> [WHAT IS EXPECTED]:
Pull out every line in the items below that contains the word "left". Case counts, so a capitalized form doesn't match.

> [MATERIAL FOR THIS EXERCISE]:
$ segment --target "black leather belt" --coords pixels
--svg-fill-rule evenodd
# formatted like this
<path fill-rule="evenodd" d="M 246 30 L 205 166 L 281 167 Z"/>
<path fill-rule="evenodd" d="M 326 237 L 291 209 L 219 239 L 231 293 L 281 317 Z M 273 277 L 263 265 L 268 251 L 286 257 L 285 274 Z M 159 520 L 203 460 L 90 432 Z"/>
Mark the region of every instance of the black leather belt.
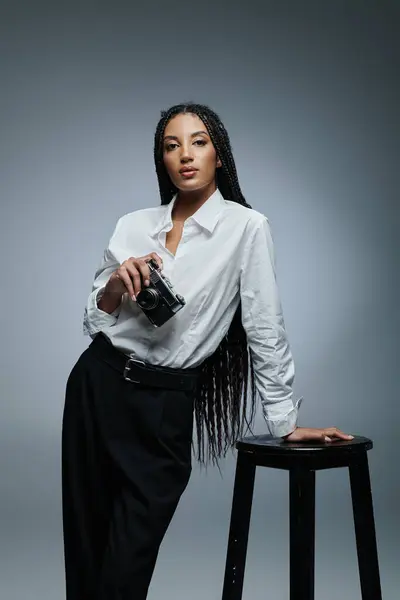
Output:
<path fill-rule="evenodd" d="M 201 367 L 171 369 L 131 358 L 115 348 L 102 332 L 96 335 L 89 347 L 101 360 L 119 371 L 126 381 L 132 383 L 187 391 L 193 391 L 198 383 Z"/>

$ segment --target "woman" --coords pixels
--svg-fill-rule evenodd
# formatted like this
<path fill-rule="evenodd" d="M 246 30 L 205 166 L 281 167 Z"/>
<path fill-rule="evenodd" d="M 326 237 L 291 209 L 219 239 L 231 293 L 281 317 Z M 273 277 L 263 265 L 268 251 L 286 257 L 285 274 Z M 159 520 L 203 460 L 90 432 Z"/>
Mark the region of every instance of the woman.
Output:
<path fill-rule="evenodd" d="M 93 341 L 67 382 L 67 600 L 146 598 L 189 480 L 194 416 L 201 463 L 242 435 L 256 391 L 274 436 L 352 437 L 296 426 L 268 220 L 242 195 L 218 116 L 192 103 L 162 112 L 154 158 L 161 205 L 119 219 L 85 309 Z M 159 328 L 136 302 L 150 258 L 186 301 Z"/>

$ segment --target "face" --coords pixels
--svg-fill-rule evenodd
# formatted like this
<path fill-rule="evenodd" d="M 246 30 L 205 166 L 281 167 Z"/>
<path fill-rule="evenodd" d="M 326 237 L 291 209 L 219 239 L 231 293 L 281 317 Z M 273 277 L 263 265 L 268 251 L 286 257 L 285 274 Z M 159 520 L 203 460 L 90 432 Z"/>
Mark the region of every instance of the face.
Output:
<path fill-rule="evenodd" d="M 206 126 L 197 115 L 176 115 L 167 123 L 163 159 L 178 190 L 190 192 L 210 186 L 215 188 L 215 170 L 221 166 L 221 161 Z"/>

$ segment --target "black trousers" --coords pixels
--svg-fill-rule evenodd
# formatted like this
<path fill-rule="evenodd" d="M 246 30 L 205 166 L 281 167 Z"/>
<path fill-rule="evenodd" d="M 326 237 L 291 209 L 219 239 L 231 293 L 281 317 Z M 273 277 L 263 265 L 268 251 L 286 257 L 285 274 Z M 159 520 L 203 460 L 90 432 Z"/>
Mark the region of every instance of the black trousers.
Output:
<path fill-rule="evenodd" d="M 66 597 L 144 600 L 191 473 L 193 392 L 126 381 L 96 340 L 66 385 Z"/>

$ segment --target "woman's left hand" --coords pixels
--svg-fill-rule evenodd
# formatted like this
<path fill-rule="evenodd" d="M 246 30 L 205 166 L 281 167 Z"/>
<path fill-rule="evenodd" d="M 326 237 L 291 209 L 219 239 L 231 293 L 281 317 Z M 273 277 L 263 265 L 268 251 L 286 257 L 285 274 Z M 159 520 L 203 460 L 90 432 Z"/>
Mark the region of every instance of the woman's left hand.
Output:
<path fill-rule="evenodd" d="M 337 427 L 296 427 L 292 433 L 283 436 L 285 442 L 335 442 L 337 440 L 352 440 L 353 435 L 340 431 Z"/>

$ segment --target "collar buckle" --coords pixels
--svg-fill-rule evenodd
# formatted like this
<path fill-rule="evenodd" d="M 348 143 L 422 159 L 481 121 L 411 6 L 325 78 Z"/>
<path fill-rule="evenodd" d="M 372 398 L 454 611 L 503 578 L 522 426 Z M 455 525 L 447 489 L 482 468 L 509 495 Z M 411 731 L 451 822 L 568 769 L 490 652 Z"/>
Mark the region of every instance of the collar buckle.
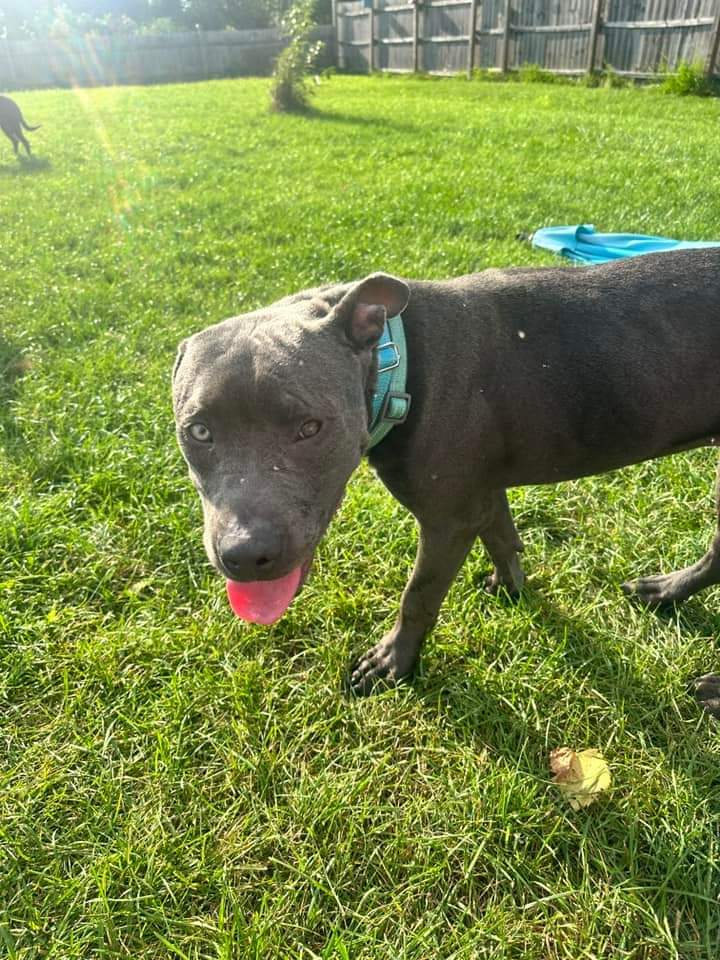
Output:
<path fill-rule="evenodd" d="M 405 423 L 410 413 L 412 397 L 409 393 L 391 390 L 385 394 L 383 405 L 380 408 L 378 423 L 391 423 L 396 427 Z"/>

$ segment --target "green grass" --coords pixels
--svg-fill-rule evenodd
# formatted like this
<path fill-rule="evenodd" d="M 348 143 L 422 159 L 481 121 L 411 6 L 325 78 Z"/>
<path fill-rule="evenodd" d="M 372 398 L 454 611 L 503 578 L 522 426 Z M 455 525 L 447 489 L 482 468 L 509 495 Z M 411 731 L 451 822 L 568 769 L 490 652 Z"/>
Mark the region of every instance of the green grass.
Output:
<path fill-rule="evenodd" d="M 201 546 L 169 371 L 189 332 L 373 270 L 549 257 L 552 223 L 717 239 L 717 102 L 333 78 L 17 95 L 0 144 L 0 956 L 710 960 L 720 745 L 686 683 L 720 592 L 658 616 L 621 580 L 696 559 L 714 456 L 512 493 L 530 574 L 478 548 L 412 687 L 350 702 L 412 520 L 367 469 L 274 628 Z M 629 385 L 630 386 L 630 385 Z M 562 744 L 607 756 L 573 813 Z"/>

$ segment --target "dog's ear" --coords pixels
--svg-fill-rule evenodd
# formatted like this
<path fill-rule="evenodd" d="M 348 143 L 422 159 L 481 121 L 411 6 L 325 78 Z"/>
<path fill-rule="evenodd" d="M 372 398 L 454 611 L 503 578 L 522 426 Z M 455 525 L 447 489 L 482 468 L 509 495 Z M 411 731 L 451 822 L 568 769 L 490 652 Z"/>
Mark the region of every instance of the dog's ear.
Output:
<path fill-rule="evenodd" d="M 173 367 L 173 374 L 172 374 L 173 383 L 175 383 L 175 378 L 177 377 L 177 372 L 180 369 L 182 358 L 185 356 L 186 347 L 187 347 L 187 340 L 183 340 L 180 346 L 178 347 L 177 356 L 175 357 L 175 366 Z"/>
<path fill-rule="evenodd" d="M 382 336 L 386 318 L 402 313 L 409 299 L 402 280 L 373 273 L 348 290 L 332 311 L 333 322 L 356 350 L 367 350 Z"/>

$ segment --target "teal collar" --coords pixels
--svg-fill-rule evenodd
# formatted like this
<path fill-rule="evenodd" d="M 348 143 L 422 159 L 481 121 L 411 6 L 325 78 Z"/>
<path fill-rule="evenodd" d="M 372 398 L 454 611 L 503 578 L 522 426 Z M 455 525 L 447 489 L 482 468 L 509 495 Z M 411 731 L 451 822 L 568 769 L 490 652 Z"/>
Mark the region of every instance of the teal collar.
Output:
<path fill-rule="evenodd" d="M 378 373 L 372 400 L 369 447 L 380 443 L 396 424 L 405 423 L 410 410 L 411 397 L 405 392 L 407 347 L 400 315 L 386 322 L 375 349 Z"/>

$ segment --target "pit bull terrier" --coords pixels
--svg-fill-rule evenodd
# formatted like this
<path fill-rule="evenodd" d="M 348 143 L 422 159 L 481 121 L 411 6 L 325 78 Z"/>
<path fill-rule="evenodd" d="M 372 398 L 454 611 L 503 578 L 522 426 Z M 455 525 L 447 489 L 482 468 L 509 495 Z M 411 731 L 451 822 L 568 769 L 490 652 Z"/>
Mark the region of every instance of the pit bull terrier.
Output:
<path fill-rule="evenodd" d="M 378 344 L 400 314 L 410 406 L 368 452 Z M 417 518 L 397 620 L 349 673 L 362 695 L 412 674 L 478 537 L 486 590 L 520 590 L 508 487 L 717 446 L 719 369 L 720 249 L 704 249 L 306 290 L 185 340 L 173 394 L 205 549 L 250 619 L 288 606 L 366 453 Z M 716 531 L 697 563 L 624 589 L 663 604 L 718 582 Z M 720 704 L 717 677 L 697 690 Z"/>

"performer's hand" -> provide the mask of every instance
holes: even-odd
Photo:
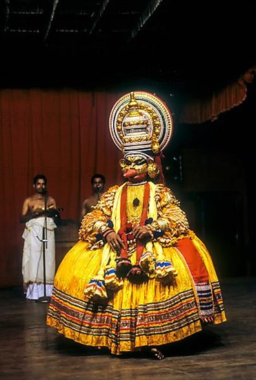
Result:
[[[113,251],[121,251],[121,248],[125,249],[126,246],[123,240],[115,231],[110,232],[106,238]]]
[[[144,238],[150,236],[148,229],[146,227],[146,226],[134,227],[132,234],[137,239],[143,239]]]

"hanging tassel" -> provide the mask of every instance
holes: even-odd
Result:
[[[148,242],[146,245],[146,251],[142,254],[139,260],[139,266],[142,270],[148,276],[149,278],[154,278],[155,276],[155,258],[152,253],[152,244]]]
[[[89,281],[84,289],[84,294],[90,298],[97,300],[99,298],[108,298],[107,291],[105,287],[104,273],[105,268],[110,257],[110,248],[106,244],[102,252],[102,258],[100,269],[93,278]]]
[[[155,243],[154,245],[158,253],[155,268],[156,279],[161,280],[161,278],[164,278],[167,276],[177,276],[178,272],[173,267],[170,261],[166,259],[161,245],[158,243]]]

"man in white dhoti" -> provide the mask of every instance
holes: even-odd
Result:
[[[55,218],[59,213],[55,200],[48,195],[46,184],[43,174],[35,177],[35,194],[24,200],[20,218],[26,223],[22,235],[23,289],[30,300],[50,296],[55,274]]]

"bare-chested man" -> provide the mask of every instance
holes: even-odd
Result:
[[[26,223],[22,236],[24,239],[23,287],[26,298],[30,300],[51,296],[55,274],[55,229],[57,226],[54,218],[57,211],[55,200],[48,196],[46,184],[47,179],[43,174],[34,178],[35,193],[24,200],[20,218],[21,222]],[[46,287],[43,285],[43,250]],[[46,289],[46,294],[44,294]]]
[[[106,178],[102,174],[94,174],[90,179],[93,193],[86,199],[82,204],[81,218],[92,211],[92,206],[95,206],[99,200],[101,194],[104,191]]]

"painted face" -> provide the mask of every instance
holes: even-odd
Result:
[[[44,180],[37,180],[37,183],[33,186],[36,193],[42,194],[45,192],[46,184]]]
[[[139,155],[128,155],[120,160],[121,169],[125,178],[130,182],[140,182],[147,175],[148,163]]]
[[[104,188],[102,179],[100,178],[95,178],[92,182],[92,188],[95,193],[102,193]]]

--

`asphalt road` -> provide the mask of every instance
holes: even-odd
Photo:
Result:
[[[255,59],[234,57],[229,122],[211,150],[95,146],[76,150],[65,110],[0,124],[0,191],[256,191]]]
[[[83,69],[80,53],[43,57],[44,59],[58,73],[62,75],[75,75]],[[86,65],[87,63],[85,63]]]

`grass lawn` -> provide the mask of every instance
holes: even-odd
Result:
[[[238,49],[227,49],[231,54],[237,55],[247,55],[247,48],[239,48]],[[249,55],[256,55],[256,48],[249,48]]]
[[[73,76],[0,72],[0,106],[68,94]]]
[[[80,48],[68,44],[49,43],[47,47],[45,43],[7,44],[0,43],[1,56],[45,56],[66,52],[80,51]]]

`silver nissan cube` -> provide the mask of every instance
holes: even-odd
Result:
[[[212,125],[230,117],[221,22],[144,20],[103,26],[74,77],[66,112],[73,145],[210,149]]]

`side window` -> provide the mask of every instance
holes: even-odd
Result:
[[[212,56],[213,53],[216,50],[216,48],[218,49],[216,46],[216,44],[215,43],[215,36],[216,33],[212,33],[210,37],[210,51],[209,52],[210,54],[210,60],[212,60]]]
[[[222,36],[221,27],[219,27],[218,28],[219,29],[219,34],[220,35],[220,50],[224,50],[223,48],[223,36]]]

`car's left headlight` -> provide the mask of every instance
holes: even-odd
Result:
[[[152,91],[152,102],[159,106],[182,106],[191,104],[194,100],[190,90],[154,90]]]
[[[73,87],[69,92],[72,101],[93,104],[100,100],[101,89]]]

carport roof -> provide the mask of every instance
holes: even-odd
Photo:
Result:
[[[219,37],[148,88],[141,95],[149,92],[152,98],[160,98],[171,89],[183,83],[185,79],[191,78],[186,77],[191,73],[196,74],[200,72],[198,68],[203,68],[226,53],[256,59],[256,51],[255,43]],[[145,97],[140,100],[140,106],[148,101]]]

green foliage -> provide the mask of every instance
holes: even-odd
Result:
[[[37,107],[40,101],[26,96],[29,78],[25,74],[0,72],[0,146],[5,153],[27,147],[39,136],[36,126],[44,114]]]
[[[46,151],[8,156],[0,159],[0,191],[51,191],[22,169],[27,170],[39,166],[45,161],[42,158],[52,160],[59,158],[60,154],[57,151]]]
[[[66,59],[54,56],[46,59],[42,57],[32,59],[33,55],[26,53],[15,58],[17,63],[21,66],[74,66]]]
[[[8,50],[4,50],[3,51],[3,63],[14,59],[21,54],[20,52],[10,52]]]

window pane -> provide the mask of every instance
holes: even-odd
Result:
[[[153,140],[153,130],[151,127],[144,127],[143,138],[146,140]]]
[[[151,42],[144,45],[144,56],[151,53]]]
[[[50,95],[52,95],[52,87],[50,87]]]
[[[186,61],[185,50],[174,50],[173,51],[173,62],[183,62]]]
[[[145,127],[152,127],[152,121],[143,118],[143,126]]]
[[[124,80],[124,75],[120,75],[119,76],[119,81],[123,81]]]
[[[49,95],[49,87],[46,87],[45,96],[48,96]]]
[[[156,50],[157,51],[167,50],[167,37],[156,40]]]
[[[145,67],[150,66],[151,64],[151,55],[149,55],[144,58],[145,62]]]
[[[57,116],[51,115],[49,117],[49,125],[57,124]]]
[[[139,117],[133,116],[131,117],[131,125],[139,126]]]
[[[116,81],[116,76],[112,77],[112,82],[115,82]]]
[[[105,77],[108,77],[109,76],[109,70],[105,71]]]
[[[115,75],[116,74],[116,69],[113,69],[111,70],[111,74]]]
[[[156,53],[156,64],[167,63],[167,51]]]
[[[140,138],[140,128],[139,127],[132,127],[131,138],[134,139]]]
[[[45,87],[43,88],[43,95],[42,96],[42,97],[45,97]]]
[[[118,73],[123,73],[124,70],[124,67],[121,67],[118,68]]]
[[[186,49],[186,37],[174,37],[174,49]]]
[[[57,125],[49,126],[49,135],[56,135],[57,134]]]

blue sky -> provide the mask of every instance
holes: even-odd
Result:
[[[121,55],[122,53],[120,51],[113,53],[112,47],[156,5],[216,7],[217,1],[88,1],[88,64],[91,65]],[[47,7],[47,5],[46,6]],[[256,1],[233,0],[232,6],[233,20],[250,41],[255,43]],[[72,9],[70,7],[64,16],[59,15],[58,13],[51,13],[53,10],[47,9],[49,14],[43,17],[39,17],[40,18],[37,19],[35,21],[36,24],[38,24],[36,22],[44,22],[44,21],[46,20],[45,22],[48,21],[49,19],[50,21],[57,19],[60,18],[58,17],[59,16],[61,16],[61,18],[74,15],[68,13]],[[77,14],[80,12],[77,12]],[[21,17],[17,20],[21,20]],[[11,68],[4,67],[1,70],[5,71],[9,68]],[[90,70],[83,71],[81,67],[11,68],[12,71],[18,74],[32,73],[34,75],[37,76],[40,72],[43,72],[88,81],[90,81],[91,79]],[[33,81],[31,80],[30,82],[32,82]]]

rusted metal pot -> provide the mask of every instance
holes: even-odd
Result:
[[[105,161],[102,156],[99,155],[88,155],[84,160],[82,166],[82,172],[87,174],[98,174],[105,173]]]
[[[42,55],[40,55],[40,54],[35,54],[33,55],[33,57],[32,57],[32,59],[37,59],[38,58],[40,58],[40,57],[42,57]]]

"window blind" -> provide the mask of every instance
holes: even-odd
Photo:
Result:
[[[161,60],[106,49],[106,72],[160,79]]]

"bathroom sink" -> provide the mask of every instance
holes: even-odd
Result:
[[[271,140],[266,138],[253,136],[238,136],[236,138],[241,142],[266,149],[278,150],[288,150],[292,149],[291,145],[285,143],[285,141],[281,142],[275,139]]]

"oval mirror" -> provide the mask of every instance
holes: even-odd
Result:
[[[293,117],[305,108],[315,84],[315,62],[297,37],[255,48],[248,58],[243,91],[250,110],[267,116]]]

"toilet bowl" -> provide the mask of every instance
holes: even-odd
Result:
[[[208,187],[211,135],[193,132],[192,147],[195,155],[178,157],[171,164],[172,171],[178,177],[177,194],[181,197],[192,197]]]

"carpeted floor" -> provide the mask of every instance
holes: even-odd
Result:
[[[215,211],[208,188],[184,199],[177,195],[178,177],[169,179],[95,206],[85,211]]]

> [THE COMPLETED TASK]:
$ segment --target "woman's left hand" --coords pixels
Mark the region of every instance of the woman's left hand.
`car's left headlight` -> provide the mask of every instance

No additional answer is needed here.